*Exercise aim*
Turn every one of the rows below into a numbered list, leaving out any blank lines.

--- Information supplied ---

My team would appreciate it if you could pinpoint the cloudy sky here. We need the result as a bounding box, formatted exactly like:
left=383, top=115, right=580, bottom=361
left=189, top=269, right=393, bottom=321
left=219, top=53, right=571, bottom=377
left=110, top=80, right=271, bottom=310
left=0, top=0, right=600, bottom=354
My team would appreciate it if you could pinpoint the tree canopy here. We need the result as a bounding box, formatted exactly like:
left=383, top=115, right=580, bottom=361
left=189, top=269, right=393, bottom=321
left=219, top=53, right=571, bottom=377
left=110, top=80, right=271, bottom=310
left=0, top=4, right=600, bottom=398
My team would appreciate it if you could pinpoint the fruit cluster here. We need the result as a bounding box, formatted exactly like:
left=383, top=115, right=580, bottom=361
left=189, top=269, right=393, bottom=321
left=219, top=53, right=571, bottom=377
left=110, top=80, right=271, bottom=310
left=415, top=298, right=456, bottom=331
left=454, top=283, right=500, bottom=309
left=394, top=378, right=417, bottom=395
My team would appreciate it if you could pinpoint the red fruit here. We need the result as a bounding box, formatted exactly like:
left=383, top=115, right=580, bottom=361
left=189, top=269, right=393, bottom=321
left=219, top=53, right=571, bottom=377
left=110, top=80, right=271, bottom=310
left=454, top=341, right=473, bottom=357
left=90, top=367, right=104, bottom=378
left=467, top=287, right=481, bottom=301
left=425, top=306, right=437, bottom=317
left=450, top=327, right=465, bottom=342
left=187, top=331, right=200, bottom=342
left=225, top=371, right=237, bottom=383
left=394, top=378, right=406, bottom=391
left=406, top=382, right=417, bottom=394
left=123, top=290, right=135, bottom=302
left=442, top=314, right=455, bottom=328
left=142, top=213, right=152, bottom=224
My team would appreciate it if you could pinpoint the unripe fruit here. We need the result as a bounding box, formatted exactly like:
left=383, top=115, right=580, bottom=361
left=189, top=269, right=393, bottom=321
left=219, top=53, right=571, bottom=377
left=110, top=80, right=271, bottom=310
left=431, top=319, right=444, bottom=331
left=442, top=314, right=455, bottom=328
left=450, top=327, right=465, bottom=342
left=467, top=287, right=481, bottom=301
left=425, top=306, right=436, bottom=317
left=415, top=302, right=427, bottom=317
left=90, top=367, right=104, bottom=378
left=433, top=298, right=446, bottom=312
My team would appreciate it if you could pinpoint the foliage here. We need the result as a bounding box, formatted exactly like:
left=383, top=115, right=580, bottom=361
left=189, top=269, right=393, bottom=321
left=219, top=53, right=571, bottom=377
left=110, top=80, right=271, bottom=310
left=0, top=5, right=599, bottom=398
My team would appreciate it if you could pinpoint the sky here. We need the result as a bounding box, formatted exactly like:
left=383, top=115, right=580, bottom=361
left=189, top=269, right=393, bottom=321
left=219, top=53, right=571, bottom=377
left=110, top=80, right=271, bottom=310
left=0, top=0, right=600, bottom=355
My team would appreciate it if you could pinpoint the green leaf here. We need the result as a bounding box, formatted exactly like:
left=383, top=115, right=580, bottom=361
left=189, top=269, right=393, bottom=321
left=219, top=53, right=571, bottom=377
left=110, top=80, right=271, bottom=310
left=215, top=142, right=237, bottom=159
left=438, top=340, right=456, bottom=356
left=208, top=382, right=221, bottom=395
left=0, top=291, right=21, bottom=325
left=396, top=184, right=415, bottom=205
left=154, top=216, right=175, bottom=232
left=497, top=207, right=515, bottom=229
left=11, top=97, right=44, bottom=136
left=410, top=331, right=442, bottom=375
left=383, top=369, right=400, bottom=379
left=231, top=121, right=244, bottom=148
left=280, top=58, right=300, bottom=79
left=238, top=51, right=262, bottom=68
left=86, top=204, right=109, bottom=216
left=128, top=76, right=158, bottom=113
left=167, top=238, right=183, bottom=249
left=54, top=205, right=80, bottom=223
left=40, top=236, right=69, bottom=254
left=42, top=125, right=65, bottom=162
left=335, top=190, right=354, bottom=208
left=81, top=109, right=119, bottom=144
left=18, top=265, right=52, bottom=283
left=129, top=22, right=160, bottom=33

---

*Answer to this task*
1. My team would appreciate it if you could pinpoint the cloudy sky here. We need the result as a bounding box, formatted exactly like:
2. left=383, top=115, right=580, bottom=361
3. left=189, top=269, right=393, bottom=321
4. left=219, top=53, right=571, bottom=377
5. left=110, top=80, right=271, bottom=310
6. left=0, top=0, right=600, bottom=354
7. My team would appreciate it if you could pinpoint the tree canopy here. We need the result as a bounding box, formatted exactly like:
8. left=383, top=115, right=580, bottom=361
9. left=189, top=269, right=393, bottom=321
10. left=219, top=53, right=571, bottom=377
11. left=110, top=80, right=271, bottom=310
12. left=0, top=4, right=600, bottom=398
13. My team would appreciate it if you could pinpoint the fruit cluster here. We need the result as a bounding box, formatted exactly like:
14. left=383, top=115, right=580, bottom=361
15. left=189, top=269, right=393, bottom=321
16. left=219, top=53, right=571, bottom=377
17. left=110, top=80, right=271, bottom=310
18. left=415, top=298, right=456, bottom=331
19. left=454, top=283, right=500, bottom=309
20. left=394, top=378, right=417, bottom=395
21. My team would appreciate it if you could pinpoint the red fruit here. We need the result as a bounding box, formatted exactly like:
22. left=383, top=115, right=580, bottom=361
23. left=189, top=269, right=393, bottom=321
24. left=219, top=53, right=571, bottom=377
25. left=110, top=80, right=271, bottom=310
26. left=454, top=341, right=473, bottom=357
27. left=90, top=367, right=104, bottom=378
28. left=467, top=287, right=481, bottom=301
29. left=425, top=306, right=437, bottom=317
30. left=450, top=327, right=465, bottom=342
31. left=187, top=331, right=200, bottom=342
32. left=225, top=371, right=237, bottom=383
33. left=394, top=378, right=406, bottom=391
34. left=406, top=382, right=417, bottom=394
35. left=123, top=290, right=135, bottom=302
36. left=442, top=314, right=455, bottom=328
37. left=142, top=213, right=152, bottom=224
38. My team would appreciate it if you could pinpoint the unripe fruit here. We need the result as a bounding box, formatted exactly like:
39. left=383, top=115, right=580, bottom=361
40. left=189, top=269, right=393, bottom=321
41. left=219, top=53, right=571, bottom=377
42. left=110, top=80, right=271, bottom=310
43. left=431, top=319, right=444, bottom=331
44. left=442, top=314, right=455, bottom=328
45. left=450, top=327, right=465, bottom=342
46. left=467, top=287, right=481, bottom=301
47. left=425, top=306, right=436, bottom=317
48. left=415, top=302, right=427, bottom=317
49. left=90, top=367, right=104, bottom=378
50. left=433, top=298, right=446, bottom=312
51. My team would appreciate it if you could pinpoint the foliage here. We need the result as a bounding box, formatted exactly like:
52. left=383, top=115, right=580, bottom=361
53. left=189, top=269, right=393, bottom=321
54. left=219, top=53, right=571, bottom=377
55. left=110, top=80, right=271, bottom=310
56. left=0, top=5, right=599, bottom=398
57. My team would appreciate it if you could pinpoint the sky here. We need the result as a bounding box, formatted exactly like:
58. left=383, top=115, right=580, bottom=361
59. left=189, top=269, right=393, bottom=321
60. left=219, top=53, right=571, bottom=377
61. left=110, top=80, right=271, bottom=310
62. left=0, top=0, right=600, bottom=355
63. My team would appreciate it if you could pinpoint the green leaf here. We need the result as a bounding box, formatted exactly like:
64. left=383, top=115, right=580, bottom=361
65. left=189, top=269, right=393, bottom=321
66. left=219, top=53, right=571, bottom=377
67. left=110, top=80, right=271, bottom=310
68. left=215, top=142, right=237, bottom=159
69. left=438, top=340, right=456, bottom=356
70. left=208, top=382, right=221, bottom=395
71. left=0, top=291, right=21, bottom=325
72. left=396, top=184, right=415, bottom=205
73. left=154, top=216, right=175, bottom=232
74. left=497, top=207, right=515, bottom=229
75. left=11, top=97, right=44, bottom=136
76. left=410, top=331, right=442, bottom=375
77. left=383, top=369, right=400, bottom=379
78. left=231, top=121, right=244, bottom=148
79. left=280, top=58, right=300, bottom=79
80. left=238, top=51, right=262, bottom=68
81. left=86, top=204, right=109, bottom=216
82. left=128, top=76, right=158, bottom=113
83. left=167, top=238, right=183, bottom=249
84. left=54, top=205, right=80, bottom=223
85. left=40, top=236, right=69, bottom=254
86. left=42, top=125, right=65, bottom=162
87. left=335, top=190, right=354, bottom=208
88. left=81, top=109, right=119, bottom=144
89. left=18, top=265, right=52, bottom=283
90. left=129, top=22, right=160, bottom=33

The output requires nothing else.